*待完成*.
• a. 根據clucene筆記,clucene-core-2.3.3.4產生的數據無法被哪些版本的java-lucene讀取?
• b. 續寫下方的clucene筆記,從其最後一行之後接著往下寫。

*來源*.
┌──

前言
前2天,要預研一下clucene, 準備和java程序對接(clucene來寫, java-lucene來讀[查詢]).
通過實驗和查資料,clucene-core-2.3.3.4產生的數據無法被新版的java-lucene6.x和java-lucene7.x讀取。可能是格式不兼容。
clucene雖然版本和java-lucene不兼容,也有自己的用場(比自己做索引查詢強多了).
如果java程序不介意用低版的lucene(能和clucene-core-2.3.3.4兼容的那種)或同意使用C封裝的jniDLL來進行查詢, clucene-core-2.3.3.4還是有用場的.
在查資料的過程中,發現能用的clucene編程資料特別的少。
官方文檔只給出一些API接口說明,沒給具體的API用法。
官方工程自帶的cl_demo中寫的那點代碼不實用(沒寫文件, demo自己寫,自己查詢時查不到), 失望.
非官方的clucene編程資料,大多都是基於clucene-core-2.3.3.4之前的版本, 參考價值很小。
最終,我是在clucene-core-2.3.3.4自帶的測試用例中扒出來的代碼.
如果沒有官方代碼做參照,誰知道怎麼玩:)
開源是好,在工程中可以各種找參考代碼,只是要用一些時間來讀代碼和做實驗。
開源工程的測試用例工程做的特別好,各種API的使用情況都測試到了,我們用的場景基本是測試用例中的一種或幾種的組合.
實驗工程和實驗材料下載點
實驗
實驗目標
安裝clucene庫和測試clucene用法
實驗材料
debian8.8(安裝了make, gcc, g++)
zlib-1.2.11.tar.gz
cmake-3.12.3.tar.gz
clucene-core-2.3.3.4.tar.gz
自產測試工程 test_clucene\src\case1
編譯過程
-
切到root用戶
-
安裝cmake
tar -xzvf ./cmake-3.12.3.tar.gz
cd cmake-3.12.3/
./configure
make
make install -
安裝zlib
tar -xzvf ./zlib-1.2.11.tar.gz
cd zlib-1.2.11/
cmake ./CMakeLists.txt
make
make install -
安裝clucene
tar -xzvf ./clucene-core-2.3.3.4.tar.gz
cd clucene-core-2.3.3.4
cmake ./CMakeLists.txt
make
make install
編譯官方測試工程
cd clucene-core-2.3.3.4
make cl_test
編譯好的程序爲./bin/cl_test
測試工程爲./src/test/
如果有需求,就在./src/test/中找參考代碼吧:)
自產的測試工程-運行效果
MAKE_FILE_MACRO__BIN_NAME = [test_clucene]
>> fn_test()
>> write_to_clucene()

└──

*資料段*.
┌──

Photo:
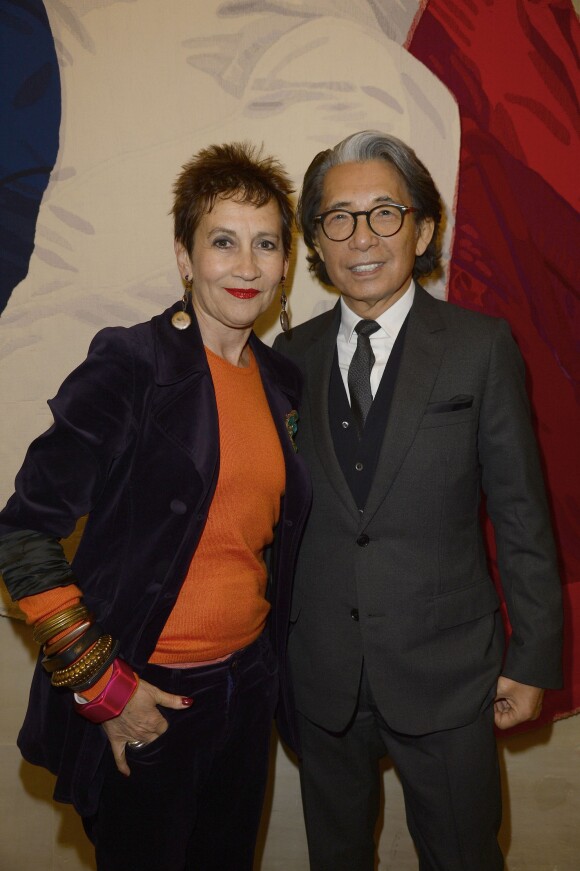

└──

*結果*.
• a. 新版的java-lucene6.x和java-lucene7.x。

• b.
create file system writer
close file system writer
================================================================================
>> query_from_clucene(k1, *)
================================================================================
lucene_hit cnt = 3
--------------------------------------------------------------------------------
lucene_doc->toString() = Document< stored/uncompressed,indexed,tokenized<k1:v1 is the value, k1 is the key>>
0. query = *, key = k1, value = v1 is the value, k1 is the key, score = 1.000000
--------------------------------------------------------------------------------
lucene_doc->toString() = Document< stored/uncompressed,indexed,tokenized<k1:v1_1>>
1. query = *, key = k1, value = v1_1, score = 0.042404
--------------------------------------------------------------------------------
lucene_doc->toString() = Document< stored/uncompressed,indexed,tokenized<k1:v1_2>>
2. query = *, key = k1, value = v1_2, score = 0.042404
================================================================================
>> query_from_clucene(url, *bing*)
================================================================================
lucene_hit cnt = 1
--------------------------------------------------------------------------------
lucene_doc->toString() = Document< stored/uncompressed,indexed,tokenized<url:http://cn.bing.com>>
0. query = *bing*, key = url, value = http://cn.bing.com, score = 1.000000
================================================================================
>> query_from_clucene(url, csdn.)
================================================================================
lucene_hit cnt = 0
================================================================================
>> query_from_clucene(url, csdn)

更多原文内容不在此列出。